*WHAT YOU NEED TO DO*
From the text on tea party favors, return verbatim the part that opens with the words containing "It's always nice" and closes with "some of them.".

It's always nice to send home a favor, a small token of remembrance, when you have a tea party. There are so many creative ideas that we have shared at The Parlor. Here are some of them.

Bracelets to Make and Take Home

Beaded bracelets or even friendship bracelets are an easy activity and very suited to 9 year old girls. For the beaded bracelet you'll just need thin hat elastic and assorted beads - you can buy these in bags at the dollar stores (or check out the local goodwill / second hand store for strings of beads and use the beads from them). Or for Friendship bracelets you'd just need some skeins of embroidery cotton. I also noticed at the dollar store packs of key rings - they were just wooden shapes with a key ring attached. There were 6/8 in a pack for $2. You could supply some paint, glue, glitter, sequins, beads for them to create their own key ring to attach to their school bags. ~Lizzy, Parlor Hostess and Moderator

Victorian Bracelets

A friend of mine makes the little bracelets that Victorian girls wore. They used to exchange their favorite buttons and make friendship bracelets. Every guest could bring buttons to be exhanged. Including rhinestone or charm type buttons looks especially nice. You use a length of elastic 1/4" to 1/2" wide, and the length for a childs wrist with an extra 1/2" for stitching the circle together and stitch the buttons around the elastic. The reproductions go for $80.00 and up in some catalogs. ~dindi1

Tussie Mussies, Nosegays & Frames

My Brownie troop hosted a tea party for their grandparents in the spring for which they made tussie mussies and nosegays. As the girls were only 1st and 2nd graders, we used paper doilies and fresh flowers so they could do them themselves. You could use fabric stiffener and use fabric doilies, with maybe dried flowers?

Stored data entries
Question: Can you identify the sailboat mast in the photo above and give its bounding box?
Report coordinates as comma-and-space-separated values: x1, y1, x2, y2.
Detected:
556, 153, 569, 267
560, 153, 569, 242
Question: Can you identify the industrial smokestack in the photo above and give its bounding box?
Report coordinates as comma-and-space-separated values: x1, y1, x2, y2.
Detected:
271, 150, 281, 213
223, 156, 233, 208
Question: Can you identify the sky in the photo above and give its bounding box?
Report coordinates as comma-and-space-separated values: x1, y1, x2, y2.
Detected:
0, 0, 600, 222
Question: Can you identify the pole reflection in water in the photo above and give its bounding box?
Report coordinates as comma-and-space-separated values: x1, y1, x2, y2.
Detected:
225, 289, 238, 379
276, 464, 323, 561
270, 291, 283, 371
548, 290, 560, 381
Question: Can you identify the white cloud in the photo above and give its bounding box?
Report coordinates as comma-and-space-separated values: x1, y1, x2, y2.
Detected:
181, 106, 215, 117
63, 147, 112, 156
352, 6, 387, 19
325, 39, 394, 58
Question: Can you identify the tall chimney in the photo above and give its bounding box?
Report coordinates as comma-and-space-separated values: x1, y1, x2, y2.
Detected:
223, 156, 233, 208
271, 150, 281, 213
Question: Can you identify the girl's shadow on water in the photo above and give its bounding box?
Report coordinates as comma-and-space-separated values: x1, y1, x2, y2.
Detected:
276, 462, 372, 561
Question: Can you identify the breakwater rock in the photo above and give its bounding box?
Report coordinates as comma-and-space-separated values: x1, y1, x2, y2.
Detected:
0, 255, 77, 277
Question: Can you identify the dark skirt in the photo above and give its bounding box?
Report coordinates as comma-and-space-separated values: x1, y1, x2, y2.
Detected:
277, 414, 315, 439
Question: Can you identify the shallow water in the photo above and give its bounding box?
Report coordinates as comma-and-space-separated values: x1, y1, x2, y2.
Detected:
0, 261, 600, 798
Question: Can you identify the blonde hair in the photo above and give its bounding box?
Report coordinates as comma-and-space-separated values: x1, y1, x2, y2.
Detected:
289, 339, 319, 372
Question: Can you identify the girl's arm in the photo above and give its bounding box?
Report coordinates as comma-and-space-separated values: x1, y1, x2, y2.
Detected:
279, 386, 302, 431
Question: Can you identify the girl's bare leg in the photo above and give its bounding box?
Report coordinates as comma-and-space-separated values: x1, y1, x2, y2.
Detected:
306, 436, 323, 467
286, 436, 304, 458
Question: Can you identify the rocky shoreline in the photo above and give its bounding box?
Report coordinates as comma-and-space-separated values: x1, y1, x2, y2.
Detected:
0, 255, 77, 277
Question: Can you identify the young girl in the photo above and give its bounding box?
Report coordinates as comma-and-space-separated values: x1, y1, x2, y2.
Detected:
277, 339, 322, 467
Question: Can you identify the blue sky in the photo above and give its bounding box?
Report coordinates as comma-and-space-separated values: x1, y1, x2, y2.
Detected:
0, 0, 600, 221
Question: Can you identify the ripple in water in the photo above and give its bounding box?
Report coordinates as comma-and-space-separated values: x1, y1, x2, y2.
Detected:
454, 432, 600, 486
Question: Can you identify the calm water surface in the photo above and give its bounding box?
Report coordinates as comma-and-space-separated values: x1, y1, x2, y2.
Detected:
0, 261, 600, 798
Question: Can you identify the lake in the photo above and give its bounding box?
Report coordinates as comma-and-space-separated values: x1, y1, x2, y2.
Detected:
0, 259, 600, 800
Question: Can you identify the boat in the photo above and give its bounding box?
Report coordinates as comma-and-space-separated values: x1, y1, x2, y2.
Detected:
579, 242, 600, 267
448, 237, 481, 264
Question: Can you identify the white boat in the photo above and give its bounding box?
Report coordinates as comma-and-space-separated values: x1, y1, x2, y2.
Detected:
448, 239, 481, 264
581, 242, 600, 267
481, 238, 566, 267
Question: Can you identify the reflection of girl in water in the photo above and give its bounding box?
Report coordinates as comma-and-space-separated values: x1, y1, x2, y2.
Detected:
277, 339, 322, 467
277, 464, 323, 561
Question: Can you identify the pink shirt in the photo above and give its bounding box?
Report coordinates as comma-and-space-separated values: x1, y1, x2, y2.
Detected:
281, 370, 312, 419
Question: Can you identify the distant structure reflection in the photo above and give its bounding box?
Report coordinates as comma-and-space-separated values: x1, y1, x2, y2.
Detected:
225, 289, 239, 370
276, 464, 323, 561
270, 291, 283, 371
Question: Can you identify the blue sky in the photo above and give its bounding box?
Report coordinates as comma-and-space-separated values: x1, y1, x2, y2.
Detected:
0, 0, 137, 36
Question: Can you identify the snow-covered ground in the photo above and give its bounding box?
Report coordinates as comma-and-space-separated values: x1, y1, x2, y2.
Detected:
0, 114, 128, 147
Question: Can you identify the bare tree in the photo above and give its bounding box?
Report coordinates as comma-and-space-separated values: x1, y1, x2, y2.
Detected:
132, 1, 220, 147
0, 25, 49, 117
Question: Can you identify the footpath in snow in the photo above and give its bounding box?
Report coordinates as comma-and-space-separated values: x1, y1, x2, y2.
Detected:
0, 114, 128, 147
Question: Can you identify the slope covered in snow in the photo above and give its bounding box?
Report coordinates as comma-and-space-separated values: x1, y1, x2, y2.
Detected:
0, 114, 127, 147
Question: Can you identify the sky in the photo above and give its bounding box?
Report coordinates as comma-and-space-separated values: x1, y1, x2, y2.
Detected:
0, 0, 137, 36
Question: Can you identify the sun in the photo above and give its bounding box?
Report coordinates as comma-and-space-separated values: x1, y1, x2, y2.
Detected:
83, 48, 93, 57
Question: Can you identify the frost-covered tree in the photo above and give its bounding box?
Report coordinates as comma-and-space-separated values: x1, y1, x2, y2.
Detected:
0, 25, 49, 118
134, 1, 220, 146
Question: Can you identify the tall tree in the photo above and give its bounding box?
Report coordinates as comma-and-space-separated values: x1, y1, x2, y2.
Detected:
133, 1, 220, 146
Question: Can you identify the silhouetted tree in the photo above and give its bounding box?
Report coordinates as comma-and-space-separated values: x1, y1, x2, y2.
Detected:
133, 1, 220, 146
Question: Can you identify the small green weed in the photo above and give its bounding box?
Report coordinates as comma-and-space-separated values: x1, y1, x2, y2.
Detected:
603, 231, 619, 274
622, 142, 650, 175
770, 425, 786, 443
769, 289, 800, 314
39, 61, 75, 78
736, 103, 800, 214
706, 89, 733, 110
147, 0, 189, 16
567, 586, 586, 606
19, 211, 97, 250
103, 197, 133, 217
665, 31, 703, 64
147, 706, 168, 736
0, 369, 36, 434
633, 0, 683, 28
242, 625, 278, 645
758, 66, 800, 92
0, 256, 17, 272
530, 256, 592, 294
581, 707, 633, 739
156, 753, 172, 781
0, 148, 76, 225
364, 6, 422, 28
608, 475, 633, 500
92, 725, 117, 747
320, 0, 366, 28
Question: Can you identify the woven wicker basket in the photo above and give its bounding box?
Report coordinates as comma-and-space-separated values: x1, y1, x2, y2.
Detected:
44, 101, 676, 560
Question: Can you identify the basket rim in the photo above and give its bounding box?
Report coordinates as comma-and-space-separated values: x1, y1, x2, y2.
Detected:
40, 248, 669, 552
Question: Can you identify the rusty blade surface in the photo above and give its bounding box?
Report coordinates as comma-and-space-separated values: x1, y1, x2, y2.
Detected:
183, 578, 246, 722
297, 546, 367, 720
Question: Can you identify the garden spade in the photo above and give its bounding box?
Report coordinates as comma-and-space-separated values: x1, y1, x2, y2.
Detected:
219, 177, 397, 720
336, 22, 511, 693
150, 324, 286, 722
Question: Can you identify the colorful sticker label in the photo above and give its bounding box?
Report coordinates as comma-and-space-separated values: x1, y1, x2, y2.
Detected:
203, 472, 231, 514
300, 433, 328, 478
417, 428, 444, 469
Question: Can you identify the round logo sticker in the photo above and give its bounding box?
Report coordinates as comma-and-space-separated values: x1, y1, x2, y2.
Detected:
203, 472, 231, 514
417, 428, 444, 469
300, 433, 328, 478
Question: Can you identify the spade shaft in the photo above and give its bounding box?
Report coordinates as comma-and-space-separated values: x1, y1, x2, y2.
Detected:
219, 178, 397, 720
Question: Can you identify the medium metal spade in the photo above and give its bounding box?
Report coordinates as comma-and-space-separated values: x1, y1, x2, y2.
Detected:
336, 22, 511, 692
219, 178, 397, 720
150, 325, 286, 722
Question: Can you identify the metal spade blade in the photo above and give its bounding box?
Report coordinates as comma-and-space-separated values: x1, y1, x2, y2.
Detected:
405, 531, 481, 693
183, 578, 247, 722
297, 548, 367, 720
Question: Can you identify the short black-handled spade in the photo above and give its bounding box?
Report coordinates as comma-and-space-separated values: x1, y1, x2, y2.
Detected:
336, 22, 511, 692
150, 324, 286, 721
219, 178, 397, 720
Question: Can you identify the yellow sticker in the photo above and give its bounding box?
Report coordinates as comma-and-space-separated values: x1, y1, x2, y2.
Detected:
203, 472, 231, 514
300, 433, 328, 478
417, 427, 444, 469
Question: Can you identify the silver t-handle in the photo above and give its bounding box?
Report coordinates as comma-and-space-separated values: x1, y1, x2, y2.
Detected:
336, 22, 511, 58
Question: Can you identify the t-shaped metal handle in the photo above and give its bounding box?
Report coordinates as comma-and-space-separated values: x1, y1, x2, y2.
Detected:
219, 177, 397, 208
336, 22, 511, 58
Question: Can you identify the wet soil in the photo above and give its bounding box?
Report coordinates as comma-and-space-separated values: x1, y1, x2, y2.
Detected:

*RESULT OF THE TASK*
It's always nice to send home a favor, a small token of remembrance, when you have a tea party. There are so many creative ideas that we have shared at The Parlor. Here are some of them.